Do this:
Give the material below as a two-column CSV headed instruction and points, with one row for every request: its text under instruction and its answer under points, each in a quoted field with line breaks replaced by spaces. Leave the pictures out.

Dataset entries
***

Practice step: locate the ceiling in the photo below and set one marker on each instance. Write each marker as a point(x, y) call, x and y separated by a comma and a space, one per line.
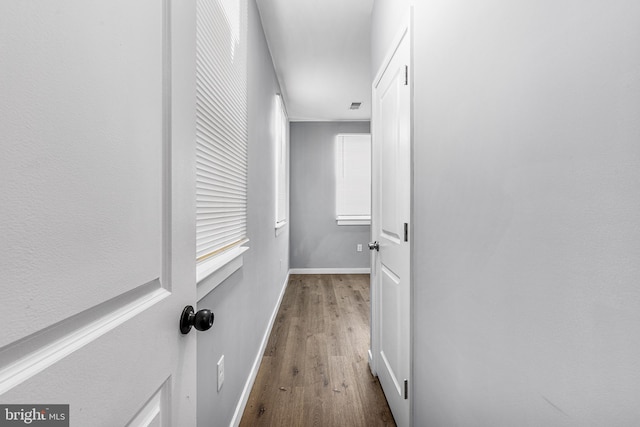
point(321, 53)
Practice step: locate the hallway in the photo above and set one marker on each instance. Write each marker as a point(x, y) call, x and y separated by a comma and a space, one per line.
point(315, 371)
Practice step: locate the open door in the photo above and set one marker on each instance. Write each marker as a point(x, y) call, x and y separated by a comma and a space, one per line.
point(97, 198)
point(391, 211)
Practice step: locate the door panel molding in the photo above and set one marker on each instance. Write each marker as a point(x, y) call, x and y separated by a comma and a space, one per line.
point(36, 352)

***

Written response:
instruction,points
"Practice step: locate the ceiling in the photo below and set one marker on each instance. Write each marker as a point(x, y) call, x and y separated by a comma and a space, one per line.","point(321, 53)"
"Practice step: locate the hallway in the photo above and set one marker on each instance. Write each marker as a point(x, y) call, x and y separated by a comma and a space, one per line.","point(315, 371)"
"Practice step: locate the open door in the photo above and set one marker on each instance. Write each marker as a point(x, y) call, x and y separated by a comma and a space, one per line.","point(97, 198) point(391, 211)"
"Practice step: locate the door panel molding in the photo above and set one marker on each instance. Write each marker as a point(x, y) call, x and y separated by a comma and a space, one per line.","point(36, 352)"